• **Written request 1**:
Please rename "hiking shoe" to "boot" in the rows starting at the one that contains "Can you find the person's" and ending with the last row, and give those rows back with everything else unchanged.

• **Page extract**:
——

Submitted to: Federal Interagency Sedimentation Conference Proceedings
Publication Type: Proceedings
Publication Acceptance Date: 2/1/2015
Publication Date: 4/19/2015
Citation: Langendoen, E.J., Motta, D., Abad, J.D., Garcia, M.H., Fernandez, R., Oberg, N. 2015. RVR meander - a toolbox for river meander planform design and evaluation. 3rd Joint Federal Interagency Sedimentation Conference Proceedings. April 19-23, 2015, Reno, NV, pp. 1823-1830..

Interpretive Summary: Restoring the natural meandering planform of rivers is one of the most difficult aspects of river restoration. Simple methods based on regional empirical relationships of channel form have often failed to produce long-term, stable meander reaches without additional bank protection. Scientists at the USDA, ARS, National Sedimentation Laboratory in collaboration with researchers at the Universities of Pittsburgh and Illinois have developed the computer model RVR Meander that combines a quasi-analytical approach for flow, sediment transport, and bed evolution with a physically-based bank erosion module from the ARS channel evolution computer model CONCEPTS. The model can be executed within a Geographical Information System allowing: (1) rapid analysis of probable channel erosion locations on existing meandering rivers, or (2) optimal design of meandering planform that minimizes migration. The new platform can be used by federal and state agencies, such as the US Geological Survey, the US Bureau of Reclamation, the US Corps of Engineers, the Natural Resources Conservation Service and the US Environmental Protection Agency, to assess the long-term stability of re-meandered streams.

Technical Abstract: Restoring the meandering planform or spatial variability of historically meandering streams that have been channelized or highly disturbed is one of the most difficult aspects in river restoration. River planform and cross-sectional geometry are the result of complex interactions between flow, boundary materials, and channel morphology. Hence, simple methods based on the reference-reach concept or hydraulic geometry relationships have often failed to produce long-term, stable meander reaches without additional bank protection. More sophisticated river meander models use empirical relations to calculate rate of channel migration, limiting their applicability as they do not explicitly account for the physical properties of the floodplain soils. The RVR Meander platform merges the functionalities of: the first version of RVR Meander developed by the University of Illinois, which is based on the classical meander migration model of Ikeda, Parker and Sawai; and the streambank erosion algorithms of the channel evolution computer model CONCEPTS developed by the US Department of Agriculture. It is written in C++ language and is composed of different libraries for preprocessing, hydrodynamics, bank erosion, migration, filtering, plotting, and I/O. It runs as a stand-alone application on Windows and Linux operating systems or as a plugin for ESRI’s ArcMap software. RVR Meander has been used to model the migration of various rivers in the US and abroad.

——

• **Material for this task**:
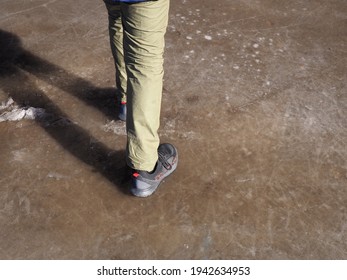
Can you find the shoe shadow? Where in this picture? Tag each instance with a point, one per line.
(16, 63)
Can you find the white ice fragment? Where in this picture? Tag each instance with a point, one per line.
(7, 104)
(115, 127)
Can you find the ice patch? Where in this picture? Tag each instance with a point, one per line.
(9, 111)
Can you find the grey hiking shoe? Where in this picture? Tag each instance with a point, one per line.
(145, 183)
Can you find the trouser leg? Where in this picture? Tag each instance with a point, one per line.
(144, 26)
(116, 40)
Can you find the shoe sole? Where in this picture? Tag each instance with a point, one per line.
(150, 191)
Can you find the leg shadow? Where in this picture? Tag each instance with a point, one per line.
(77, 141)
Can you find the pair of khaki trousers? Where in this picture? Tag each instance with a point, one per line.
(137, 42)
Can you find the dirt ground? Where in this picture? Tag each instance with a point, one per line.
(254, 98)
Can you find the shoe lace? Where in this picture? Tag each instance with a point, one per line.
(164, 162)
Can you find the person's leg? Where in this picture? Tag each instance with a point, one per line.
(144, 26)
(116, 41)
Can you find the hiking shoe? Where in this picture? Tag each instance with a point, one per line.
(122, 115)
(145, 183)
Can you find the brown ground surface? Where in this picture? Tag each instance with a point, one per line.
(254, 98)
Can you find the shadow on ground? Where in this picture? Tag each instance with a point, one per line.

——

• **Written request 2**:
In the river meander text, which programming language is RVR Meander written in?

• **Complete output 1**:
Can you find the person's leg? Where in this picture? Tag each instance with a point, one per line.
(144, 26)
(116, 41)
Can you find the boot? Where in this picture? Tag each instance with a point, one per line.
(122, 115)
(145, 183)
Can you find the brown ground surface? Where in this picture? Tag each instance with a point, one per line.
(254, 98)
Can you find the shadow on ground? Where in this picture? Tag each instance with a point, one per line.

• **Complete output 2**:
C++.